═════ MATERIALS PROVIDED

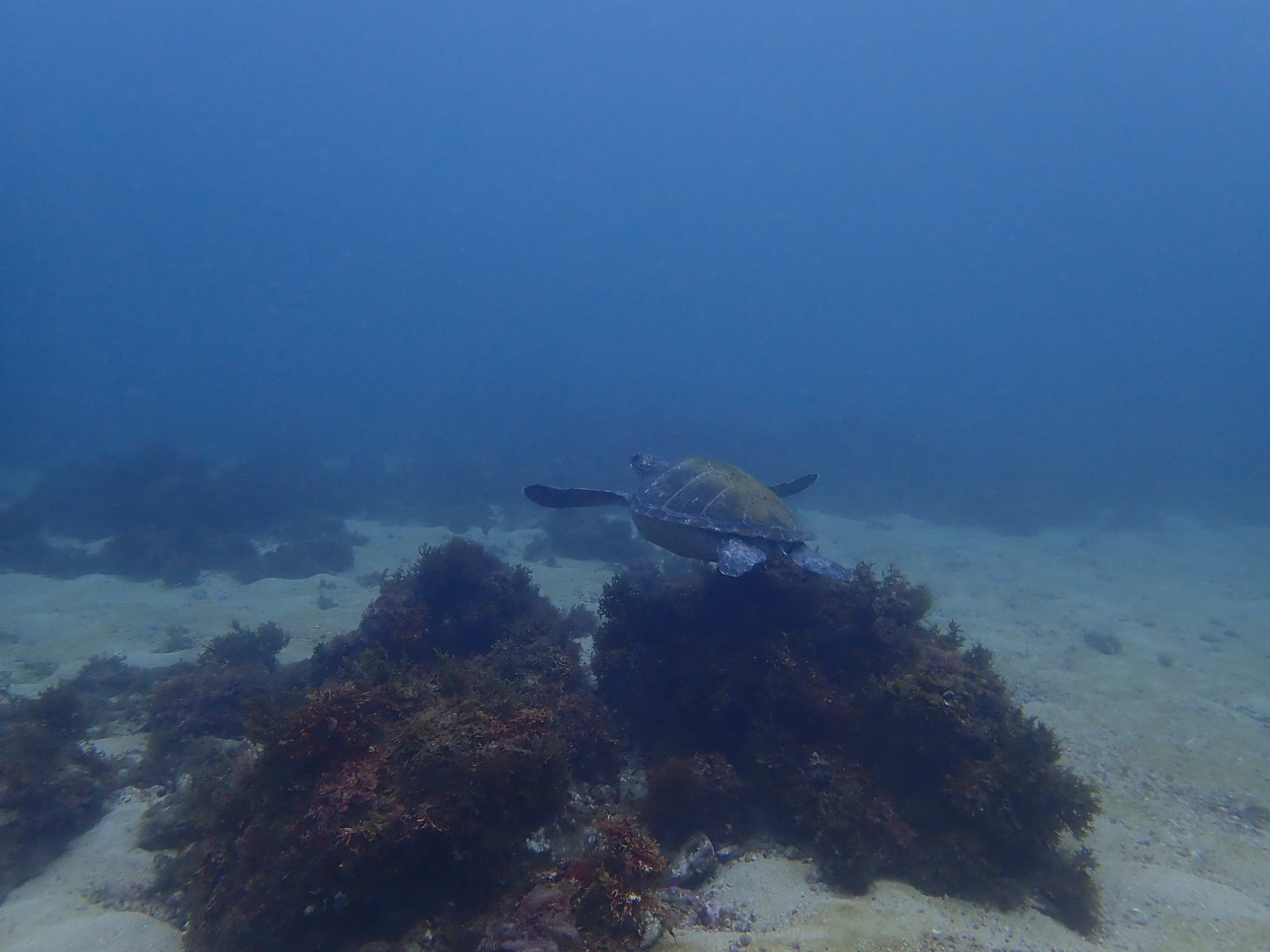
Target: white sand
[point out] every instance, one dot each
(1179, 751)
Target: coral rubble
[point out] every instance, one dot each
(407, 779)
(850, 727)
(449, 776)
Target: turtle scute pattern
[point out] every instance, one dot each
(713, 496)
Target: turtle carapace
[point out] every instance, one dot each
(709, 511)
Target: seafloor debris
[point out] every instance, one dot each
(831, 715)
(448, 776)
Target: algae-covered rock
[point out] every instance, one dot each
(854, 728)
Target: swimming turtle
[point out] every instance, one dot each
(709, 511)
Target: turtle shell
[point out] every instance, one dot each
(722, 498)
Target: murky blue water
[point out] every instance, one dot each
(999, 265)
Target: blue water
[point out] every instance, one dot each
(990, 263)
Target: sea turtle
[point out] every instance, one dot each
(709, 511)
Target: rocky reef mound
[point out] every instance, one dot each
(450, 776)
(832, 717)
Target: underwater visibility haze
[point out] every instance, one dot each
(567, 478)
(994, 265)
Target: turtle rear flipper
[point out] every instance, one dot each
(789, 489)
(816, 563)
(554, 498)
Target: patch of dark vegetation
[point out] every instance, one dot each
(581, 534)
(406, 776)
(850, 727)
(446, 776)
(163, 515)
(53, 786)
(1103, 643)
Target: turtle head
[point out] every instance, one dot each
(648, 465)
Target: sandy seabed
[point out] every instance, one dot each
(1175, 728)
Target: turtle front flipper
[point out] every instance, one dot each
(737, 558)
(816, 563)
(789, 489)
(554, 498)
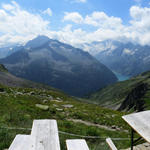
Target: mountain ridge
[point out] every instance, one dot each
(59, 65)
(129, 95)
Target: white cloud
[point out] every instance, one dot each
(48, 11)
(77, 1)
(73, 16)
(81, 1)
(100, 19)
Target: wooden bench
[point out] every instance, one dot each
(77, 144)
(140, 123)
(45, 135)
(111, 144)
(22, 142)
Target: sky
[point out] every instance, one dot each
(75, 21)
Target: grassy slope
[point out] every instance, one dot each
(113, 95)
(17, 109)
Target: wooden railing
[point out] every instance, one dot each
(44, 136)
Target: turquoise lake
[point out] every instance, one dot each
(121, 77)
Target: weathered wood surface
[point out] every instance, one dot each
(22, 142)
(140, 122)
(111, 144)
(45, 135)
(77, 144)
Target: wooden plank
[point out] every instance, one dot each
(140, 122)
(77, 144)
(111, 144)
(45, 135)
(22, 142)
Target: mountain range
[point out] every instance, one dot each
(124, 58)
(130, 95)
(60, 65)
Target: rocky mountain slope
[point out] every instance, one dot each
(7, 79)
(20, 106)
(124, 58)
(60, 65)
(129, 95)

══════════
═════ MATERIALS PROVIDED

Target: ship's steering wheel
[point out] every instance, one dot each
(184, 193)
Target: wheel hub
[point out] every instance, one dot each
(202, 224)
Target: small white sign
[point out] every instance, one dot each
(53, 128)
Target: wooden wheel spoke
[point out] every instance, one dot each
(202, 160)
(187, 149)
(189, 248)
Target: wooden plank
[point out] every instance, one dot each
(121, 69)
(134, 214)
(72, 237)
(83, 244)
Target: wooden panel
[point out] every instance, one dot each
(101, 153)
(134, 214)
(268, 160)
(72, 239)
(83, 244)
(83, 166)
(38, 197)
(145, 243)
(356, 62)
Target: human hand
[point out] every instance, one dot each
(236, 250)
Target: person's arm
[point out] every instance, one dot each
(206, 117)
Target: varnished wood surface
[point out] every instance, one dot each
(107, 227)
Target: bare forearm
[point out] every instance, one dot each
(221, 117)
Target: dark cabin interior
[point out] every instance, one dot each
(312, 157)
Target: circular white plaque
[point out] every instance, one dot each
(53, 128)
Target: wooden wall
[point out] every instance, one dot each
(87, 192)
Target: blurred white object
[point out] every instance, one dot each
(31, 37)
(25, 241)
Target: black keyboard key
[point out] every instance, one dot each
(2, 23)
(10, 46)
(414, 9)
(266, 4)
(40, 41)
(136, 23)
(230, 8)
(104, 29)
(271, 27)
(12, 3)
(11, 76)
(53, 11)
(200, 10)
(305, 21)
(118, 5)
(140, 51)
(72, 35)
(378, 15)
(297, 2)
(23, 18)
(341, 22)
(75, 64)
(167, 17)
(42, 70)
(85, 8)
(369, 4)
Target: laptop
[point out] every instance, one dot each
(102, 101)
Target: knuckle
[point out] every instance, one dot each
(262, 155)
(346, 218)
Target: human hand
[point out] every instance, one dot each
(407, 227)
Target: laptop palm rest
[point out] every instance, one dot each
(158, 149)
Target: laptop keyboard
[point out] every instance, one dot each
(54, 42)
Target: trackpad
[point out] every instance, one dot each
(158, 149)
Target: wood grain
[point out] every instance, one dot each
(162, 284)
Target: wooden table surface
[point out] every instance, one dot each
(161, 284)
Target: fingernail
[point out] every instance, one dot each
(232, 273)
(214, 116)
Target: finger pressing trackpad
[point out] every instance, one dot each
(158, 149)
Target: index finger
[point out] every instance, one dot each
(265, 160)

══════════

### WHAT THE TASK ASKS
Check each line above for "trackpad" and please state only how many have it.

### RESULT OF THE TASK
2